▶ [DO THIS] Could you rewrite the entries below, changing every "still frame" to "video frame" and keeping everything else the same?

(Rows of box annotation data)
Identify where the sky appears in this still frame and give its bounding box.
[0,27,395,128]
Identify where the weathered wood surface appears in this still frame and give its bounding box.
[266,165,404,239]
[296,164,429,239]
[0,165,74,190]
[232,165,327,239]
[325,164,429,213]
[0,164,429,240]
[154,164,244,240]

▶ [OUTPUT OF THE EXERCISE]
Identify where the sky appears in this video frame and give its bounding box.
[0,27,395,128]
Identify where the weathered wood surface appears in this video frame and give its bounding box.
[266,165,404,239]
[296,164,429,239]
[0,165,74,190]
[232,165,327,239]
[325,164,429,213]
[0,164,429,240]
[154,164,244,240]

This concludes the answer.